[Stored records]
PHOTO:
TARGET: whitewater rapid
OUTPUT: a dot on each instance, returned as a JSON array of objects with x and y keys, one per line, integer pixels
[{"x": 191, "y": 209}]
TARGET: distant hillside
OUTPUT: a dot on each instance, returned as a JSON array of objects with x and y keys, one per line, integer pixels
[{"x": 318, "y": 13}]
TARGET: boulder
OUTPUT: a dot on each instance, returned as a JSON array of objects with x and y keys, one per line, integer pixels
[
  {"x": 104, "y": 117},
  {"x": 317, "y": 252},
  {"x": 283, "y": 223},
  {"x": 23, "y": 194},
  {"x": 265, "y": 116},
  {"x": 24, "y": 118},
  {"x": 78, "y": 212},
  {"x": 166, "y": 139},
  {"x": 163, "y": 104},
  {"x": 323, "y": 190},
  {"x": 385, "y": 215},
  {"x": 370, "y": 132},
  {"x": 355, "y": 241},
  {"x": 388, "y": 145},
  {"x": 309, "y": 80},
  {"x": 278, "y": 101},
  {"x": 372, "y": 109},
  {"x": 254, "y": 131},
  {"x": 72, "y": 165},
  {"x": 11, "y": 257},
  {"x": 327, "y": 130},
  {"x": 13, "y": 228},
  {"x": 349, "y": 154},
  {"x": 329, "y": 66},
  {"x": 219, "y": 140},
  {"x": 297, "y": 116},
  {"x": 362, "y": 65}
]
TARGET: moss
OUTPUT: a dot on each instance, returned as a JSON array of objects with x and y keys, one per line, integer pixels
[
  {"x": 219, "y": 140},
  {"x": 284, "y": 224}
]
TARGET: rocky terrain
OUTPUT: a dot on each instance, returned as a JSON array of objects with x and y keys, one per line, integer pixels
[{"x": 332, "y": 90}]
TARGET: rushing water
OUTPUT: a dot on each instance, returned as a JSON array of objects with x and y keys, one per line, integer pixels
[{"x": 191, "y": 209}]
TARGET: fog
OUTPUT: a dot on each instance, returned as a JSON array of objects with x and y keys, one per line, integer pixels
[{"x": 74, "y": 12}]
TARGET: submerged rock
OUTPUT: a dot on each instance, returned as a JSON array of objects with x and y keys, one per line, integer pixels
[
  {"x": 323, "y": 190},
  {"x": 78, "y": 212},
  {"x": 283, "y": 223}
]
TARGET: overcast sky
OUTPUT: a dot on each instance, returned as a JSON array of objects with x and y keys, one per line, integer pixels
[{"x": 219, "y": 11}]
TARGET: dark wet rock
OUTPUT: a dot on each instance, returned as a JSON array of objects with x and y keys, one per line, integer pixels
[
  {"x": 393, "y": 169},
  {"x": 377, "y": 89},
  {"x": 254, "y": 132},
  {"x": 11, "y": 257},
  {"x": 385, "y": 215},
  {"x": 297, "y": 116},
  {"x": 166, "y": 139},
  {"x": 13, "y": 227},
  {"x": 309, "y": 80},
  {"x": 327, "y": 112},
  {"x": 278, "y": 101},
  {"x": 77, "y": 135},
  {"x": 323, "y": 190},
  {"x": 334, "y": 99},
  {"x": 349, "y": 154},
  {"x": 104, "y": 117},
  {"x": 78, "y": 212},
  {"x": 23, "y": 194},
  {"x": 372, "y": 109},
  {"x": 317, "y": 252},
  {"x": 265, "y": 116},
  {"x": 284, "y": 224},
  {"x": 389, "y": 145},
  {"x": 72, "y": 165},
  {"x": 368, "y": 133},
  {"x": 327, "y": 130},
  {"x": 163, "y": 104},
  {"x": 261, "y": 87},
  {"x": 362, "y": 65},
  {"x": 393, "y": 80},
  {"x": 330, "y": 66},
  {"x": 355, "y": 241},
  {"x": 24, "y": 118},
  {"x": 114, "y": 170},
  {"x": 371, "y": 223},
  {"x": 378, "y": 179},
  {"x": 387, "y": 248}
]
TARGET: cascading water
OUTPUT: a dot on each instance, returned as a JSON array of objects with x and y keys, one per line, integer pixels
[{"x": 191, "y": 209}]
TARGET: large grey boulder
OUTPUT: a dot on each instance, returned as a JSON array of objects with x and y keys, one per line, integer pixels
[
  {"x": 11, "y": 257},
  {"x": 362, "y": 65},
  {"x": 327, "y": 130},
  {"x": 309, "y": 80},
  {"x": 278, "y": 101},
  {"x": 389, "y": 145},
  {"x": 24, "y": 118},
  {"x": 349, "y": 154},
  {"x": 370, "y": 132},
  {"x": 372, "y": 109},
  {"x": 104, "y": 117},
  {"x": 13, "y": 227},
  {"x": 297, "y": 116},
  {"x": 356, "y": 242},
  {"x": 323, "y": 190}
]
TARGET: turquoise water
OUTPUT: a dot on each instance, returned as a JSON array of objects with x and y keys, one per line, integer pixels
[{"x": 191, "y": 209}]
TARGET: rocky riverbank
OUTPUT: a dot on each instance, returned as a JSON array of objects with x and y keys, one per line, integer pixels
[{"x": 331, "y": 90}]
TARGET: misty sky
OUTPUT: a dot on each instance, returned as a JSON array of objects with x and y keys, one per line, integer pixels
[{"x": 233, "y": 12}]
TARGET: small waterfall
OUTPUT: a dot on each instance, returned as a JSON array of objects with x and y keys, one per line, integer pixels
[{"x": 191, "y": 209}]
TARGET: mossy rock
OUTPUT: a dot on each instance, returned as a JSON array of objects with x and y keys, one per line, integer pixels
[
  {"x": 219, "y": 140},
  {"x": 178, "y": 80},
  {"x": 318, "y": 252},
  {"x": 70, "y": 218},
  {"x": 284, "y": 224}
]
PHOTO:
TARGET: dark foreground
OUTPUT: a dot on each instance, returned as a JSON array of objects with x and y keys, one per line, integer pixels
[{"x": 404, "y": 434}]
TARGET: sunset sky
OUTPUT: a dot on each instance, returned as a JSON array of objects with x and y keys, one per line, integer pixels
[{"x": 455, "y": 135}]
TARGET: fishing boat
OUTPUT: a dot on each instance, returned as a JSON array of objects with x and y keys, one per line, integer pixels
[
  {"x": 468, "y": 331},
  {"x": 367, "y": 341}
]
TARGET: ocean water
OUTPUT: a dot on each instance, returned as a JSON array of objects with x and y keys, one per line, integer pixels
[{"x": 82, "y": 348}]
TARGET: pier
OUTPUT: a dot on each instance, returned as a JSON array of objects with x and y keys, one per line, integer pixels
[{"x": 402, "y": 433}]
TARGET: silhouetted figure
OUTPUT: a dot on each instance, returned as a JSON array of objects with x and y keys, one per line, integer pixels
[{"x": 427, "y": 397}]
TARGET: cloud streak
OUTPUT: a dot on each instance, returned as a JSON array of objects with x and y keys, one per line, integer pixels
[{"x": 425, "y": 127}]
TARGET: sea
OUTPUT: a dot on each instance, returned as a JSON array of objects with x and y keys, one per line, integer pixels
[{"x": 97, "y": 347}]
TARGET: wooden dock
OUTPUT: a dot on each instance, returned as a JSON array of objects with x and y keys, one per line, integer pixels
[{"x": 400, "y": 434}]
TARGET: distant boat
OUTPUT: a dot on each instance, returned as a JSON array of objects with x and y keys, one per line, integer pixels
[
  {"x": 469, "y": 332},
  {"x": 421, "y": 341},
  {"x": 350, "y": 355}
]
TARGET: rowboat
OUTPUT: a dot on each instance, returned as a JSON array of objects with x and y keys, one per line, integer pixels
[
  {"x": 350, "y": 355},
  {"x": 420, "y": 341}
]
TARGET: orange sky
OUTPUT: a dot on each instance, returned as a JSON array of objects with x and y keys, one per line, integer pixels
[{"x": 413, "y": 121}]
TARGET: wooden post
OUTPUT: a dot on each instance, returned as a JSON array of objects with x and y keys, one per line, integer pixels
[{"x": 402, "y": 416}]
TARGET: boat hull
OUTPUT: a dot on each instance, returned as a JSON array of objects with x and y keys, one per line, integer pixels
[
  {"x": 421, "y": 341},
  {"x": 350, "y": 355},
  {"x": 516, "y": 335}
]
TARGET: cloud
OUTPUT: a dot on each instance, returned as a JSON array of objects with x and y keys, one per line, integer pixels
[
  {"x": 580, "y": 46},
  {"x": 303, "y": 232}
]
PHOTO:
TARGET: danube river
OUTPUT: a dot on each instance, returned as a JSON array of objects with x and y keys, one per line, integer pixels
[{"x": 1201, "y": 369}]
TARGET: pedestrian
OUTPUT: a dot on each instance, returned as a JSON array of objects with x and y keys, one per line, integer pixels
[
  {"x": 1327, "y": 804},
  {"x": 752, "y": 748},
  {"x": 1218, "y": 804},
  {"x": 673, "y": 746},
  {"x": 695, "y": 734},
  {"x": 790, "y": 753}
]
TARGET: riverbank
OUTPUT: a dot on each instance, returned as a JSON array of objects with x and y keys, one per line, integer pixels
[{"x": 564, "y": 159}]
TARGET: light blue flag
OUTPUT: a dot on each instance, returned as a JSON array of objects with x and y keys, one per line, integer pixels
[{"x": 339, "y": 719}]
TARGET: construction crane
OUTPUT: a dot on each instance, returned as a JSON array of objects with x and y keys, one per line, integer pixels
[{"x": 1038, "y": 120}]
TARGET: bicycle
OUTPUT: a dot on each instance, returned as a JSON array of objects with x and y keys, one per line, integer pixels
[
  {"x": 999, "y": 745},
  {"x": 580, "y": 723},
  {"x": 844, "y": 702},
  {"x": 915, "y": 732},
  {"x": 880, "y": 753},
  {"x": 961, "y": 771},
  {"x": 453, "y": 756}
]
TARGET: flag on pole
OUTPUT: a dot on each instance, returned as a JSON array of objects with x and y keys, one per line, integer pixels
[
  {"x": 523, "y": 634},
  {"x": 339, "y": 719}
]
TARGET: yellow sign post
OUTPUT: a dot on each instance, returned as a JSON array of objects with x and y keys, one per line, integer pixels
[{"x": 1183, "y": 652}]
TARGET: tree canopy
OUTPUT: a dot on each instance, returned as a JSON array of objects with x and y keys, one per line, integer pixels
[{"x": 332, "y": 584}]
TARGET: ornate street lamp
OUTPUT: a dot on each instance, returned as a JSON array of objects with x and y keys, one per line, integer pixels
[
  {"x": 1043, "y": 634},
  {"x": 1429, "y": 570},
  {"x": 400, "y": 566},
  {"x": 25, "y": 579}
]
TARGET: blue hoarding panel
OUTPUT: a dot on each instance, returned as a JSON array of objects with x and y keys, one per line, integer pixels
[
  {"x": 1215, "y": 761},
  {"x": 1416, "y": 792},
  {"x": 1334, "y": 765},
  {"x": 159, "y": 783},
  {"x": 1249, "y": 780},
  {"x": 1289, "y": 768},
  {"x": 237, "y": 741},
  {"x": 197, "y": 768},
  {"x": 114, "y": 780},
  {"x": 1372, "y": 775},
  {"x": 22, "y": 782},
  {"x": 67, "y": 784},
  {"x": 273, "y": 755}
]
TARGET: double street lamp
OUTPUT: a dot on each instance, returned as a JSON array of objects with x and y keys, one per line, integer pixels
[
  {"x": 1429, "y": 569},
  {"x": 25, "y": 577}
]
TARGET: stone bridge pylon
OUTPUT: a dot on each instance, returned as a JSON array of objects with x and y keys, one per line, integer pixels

Requirement —
Write down again the exact lines running from the beginning of the data to the line containing "TARGET: boulder", with both ends included.

Task result —
PHOTO:
TARGET: whitewater rapid
OUTPUT: a dot on each instance, returned as a JSON array of objects with x and y keys, one per line, integer pixels
[{"x": 191, "y": 209}]
TARGET: distant hillside
OUTPUT: a dot on each instance, returned as a JSON array of objects with x and y keys, one per line, integer pixels
[{"x": 318, "y": 13}]
TARGET: boulder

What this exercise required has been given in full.